# TO DO
The data below is to be repeated in full, exactly as shown.

○ ○ ○ ○ ○ ○ ○

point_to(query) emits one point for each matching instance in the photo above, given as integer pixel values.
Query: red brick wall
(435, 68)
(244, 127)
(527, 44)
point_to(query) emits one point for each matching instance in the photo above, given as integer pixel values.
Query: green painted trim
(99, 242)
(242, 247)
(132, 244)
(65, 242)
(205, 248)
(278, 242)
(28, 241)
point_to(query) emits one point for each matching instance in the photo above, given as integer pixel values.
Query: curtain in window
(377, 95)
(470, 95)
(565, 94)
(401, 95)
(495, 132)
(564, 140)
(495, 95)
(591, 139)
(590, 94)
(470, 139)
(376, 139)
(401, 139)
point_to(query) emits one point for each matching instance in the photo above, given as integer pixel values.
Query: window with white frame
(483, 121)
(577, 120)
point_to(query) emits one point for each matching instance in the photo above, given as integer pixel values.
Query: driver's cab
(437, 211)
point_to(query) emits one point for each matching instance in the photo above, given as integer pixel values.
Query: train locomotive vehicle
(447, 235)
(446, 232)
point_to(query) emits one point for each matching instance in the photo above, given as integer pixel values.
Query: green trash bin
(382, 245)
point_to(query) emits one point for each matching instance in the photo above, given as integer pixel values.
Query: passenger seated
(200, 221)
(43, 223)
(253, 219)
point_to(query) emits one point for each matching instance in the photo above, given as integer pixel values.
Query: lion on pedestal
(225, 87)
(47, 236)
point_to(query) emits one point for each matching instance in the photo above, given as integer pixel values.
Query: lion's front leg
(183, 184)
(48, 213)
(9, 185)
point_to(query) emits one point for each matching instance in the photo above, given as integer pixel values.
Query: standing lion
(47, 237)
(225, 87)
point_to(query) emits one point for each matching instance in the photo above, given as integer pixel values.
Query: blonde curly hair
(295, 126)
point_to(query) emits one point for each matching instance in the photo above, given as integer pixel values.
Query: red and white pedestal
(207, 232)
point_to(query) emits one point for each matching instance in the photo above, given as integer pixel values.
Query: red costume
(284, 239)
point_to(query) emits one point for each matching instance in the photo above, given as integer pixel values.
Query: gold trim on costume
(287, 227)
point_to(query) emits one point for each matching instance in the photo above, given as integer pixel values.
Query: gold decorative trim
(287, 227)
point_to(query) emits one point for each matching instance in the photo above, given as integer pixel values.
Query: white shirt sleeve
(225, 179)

○ ○ ○ ○ ○ ○ ○

# WRITTEN SOLUTION
point_to(query) emits one point for each matching instance in the photo above, given as integer pixel values.
Query: red brick wall
(435, 68)
(244, 127)
(527, 44)
point_to(query) emits one point for each matching instance in the photo above, given as integer pixel values.
Query: green painted trim
(99, 242)
(242, 247)
(132, 244)
(65, 242)
(205, 248)
(278, 242)
(28, 241)
point_to(query) emits one point for each matching instance in the photo above, given as integer pixel values.
Query: curtain in window
(377, 95)
(470, 95)
(565, 94)
(401, 95)
(495, 132)
(564, 140)
(495, 95)
(591, 139)
(590, 94)
(470, 139)
(376, 139)
(401, 139)
point_to(query) emits one point for each matching instance in the photo above, given as integer pixel values.
Query: window with white frame
(483, 121)
(577, 120)
point_to(query) emits one point for each matching instance in the photo above, given as integer pixel values.
Query: driver's cab
(437, 211)
point_to(query) emits one point for each matching instance in the photo above, given as integer pixel values.
Query: train locomotive vehicle
(447, 235)
(446, 232)
point_to(query) emits one point for each matching instance in the photo above, given as integer pixel values.
Query: green trash bin
(382, 245)
point_to(query) emits one point for each matching instance in the photo above, given as integer pixel values.
Query: passenger seated
(200, 221)
(43, 223)
(253, 219)
point_to(query) emits one point for each matching instance in the photo above, given as integer pixel values.
Query: lion on pedestal
(225, 87)
(47, 236)
point_to(query) emits one point for each matching instance in the photo above, given as integer pixel values.
Query: lion's front leg
(183, 184)
(48, 213)
(9, 185)
point_to(query) emits one point for each matching instance in the photo above, given as integer pixel values.
Query: standing lion
(47, 237)
(225, 87)
point_to(query) emits one point for each matching instance in the photo above, given as integer pixel values.
Query: blonde curly hair
(295, 126)
point_to(query) emits one point for each matching instance in the photo above, given as integer pixel values.
Query: red and white pedestal
(207, 232)
point_to(query) emits one point for each matching instance in the photo above, given as integer pixel values.
Query: red costume
(284, 239)
point_to(query) emits one point for each matching instance in the photo above, given as integer pixel values.
Query: gold trim on costume
(287, 227)
point_to(query) emits one point for each matching instance in the photo above, given as integer pixel values.
Query: gold decorative trim
(287, 227)
point_to(query) emits one point for each matching instance in the photo above, given as integer pixel values.
Query: white shirt sleeve
(225, 179)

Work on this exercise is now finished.